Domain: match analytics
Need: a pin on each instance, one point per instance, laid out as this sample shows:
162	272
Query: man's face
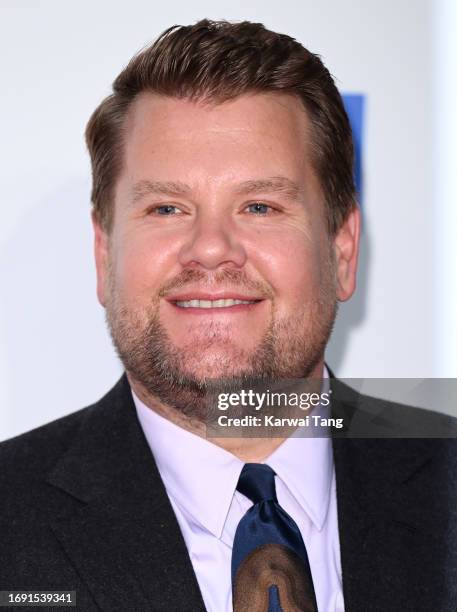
219	262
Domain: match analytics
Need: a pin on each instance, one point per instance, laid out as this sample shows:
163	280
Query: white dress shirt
200	479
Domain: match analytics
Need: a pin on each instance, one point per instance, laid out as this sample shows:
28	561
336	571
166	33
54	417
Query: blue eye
166	210
258	208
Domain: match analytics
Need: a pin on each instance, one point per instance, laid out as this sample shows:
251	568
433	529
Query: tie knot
257	482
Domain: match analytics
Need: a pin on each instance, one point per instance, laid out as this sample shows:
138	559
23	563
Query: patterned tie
270	567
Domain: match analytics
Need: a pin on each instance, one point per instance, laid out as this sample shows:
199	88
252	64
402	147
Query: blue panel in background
355	106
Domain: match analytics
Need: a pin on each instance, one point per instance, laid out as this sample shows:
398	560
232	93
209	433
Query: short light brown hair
218	61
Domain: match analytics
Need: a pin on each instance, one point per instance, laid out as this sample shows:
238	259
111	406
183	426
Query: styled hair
215	61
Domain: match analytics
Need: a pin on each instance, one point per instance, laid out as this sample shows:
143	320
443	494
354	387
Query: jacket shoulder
28	456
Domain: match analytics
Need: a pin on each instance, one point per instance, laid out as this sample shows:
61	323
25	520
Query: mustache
219	278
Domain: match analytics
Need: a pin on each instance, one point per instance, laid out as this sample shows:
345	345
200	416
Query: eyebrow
173	188
275	184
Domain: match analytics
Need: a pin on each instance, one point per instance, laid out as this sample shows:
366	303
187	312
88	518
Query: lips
206	301
219	303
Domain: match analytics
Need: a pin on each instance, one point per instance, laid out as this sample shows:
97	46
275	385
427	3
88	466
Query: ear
346	246
101	258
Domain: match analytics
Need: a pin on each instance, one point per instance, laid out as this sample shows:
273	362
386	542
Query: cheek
293	265
141	263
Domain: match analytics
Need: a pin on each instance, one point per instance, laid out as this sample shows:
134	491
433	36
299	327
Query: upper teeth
211	303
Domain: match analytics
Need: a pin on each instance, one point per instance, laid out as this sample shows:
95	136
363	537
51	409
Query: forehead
202	143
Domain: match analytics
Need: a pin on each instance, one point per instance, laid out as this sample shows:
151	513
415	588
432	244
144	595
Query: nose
211	243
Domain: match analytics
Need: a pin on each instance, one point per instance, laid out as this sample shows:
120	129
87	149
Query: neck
249	450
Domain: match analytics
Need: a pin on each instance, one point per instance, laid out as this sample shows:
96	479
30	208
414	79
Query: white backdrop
57	61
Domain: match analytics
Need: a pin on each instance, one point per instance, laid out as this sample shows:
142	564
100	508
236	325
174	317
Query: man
226	231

▬▬▬▬▬▬

**TASK TO CARRY OUT:** Transcribe all of the records above character for character. Exclude the pictures.

**EXERCISE OUTPUT:**
Domain: match analytics
Need: a pin on each instance, one point per instance, laid out as this sample shows:
162	272
Query: man's face
219	262
Domain: match analytics
Need: a pin on each instance, one point per instance, laid out as this sample shows:
163	280
Query: white dress shirt
200	479
Domain: match analytics
Need: a pin on each instance, one point per instance, laid out as this sample shows:
28	561
336	571
166	33
54	417
Query: blue eye
166	210
258	208
Domain: match analytics
Need: a pin on each instance, one point per instance, laid out as this sample shows:
251	568
433	529
Query: tie knot
257	482
Domain: match analytics
Need: a pin on each instance, one point per instance, laid out as this sample shows:
138	559
23	563
Query: patterned tie
270	567
Domain: match analytics
Need: a pin on each instance, one point per instance, laid out as this sample shows:
199	88
252	64
402	147
Query: blue panel in background
355	106
Domain: match analytics
Need: a pin on each instance, one point per instance, laid out as this sample shows:
398	560
232	93
209	433
Query: short light brown hair
218	61
Domain: match analytics
Need: a pin on each instance, one point per instance, laid out as this sample shows:
238	259
111	406
183	426
Query: styled hair
215	61
Domain: match analytics
Need: a pin on each instance, one point per instance, laid out as this sample shows:
143	320
443	494
354	387
Query: jacket shoulder
28	456
Domain: match analytics
Need: a pin on each instance, one point per instance, laid out as this sample shows:
61	323
25	520
Query: mustache
219	278
Domain: match analytics
Need: a pin on each instance, one point per instance, laid out as this sample shows:
345	345
200	416
Query: eyebrow
173	188
275	184
Domain: match analytics
Need: a pin on each instance, one point per instance, laid out as this sample shows:
366	303
187	312
88	518
Query: lips
206	301
219	303
Domain: match analytics
Need: a pin on each instance, one point per instance, laid out as this sample shows:
97	46
275	385
427	3
88	466
Query: ear
346	246
101	258
Domain: match analytics
Need: a pin on each instance, one point per instance, laid out as this sample shows:
273	362
386	542
Query: cheek
293	265
141	263
Domain: match analytics
Need: a pin on each instance, one point per instance, laid out as this sample shows:
134	491
433	36
299	327
Query: upper teeth
211	303
Domain: match analytics
Need: a pin on each instance, one point per instance, laid out as this sample shows:
95	136
363	537
51	409
Query: forehead
202	143
Domain: match analytics
Need: a pin on each instance, one point per instance, laid out as this sample shows:
151	513
415	588
432	244
144	595
Query: nose
211	243
Domain: match analytics
Need: a pin on each instance, one point per instance, laid out as this sample shows:
120	129
87	149
Query: neck
249	450
Domain: match analytics
Need: a pin on each instance, one point per instance, laid out as this sample shows:
96	479
30	208
414	79
Query: white backdrop
57	61
Domain: match analytics
Need: a pin on each instance, one point per instance, laid out as this sample shows:
142	564
100	508
236	325
174	317
Query: man
226	231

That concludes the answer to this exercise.